DESCRIPTION OF THE TASK:
Copy word for word the part of the listing between the lines holding "Practice. Pick out" and "Target: tree reflection in water", including both of those lines. Leave the picture out.

PROVIDED RECORDS:
## begin

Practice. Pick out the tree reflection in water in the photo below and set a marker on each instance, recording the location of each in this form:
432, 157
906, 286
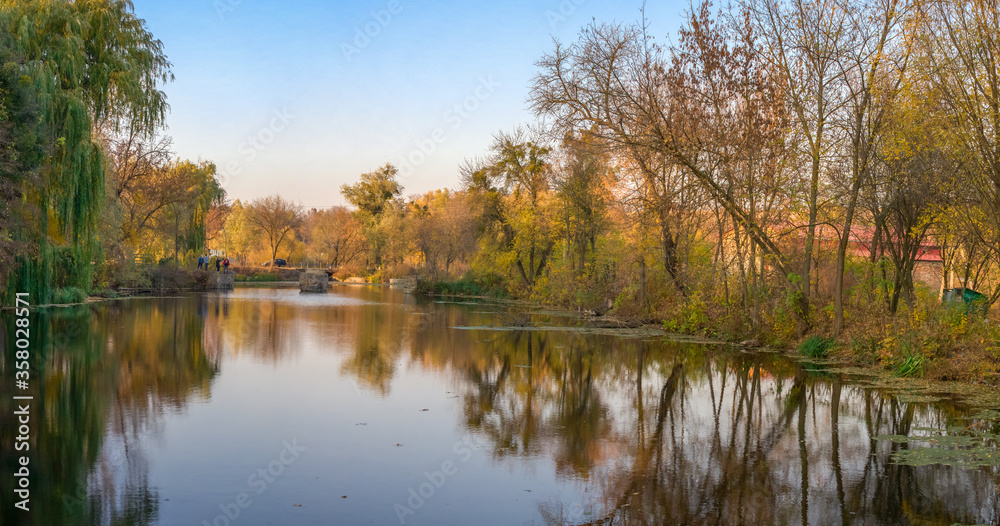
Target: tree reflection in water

## end
## begin

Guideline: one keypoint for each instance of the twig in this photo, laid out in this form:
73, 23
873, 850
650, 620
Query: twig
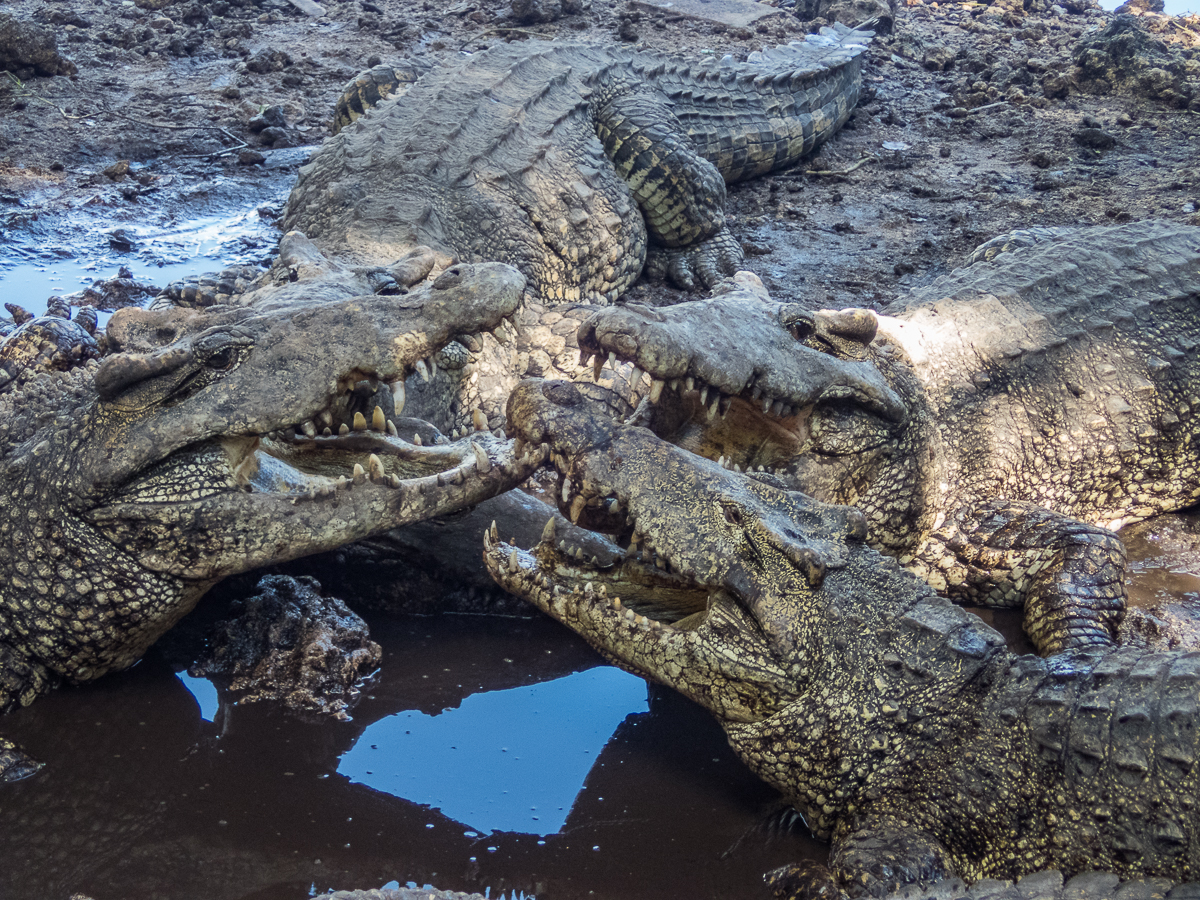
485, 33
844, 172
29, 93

## end

ANSWER TO THE PROBLEM:
Practice. Pick out the tree reflection in water in the photo below and set a marker on each instance, recording the location of each in this form:
432, 157
906, 286
Target: tree reflection in water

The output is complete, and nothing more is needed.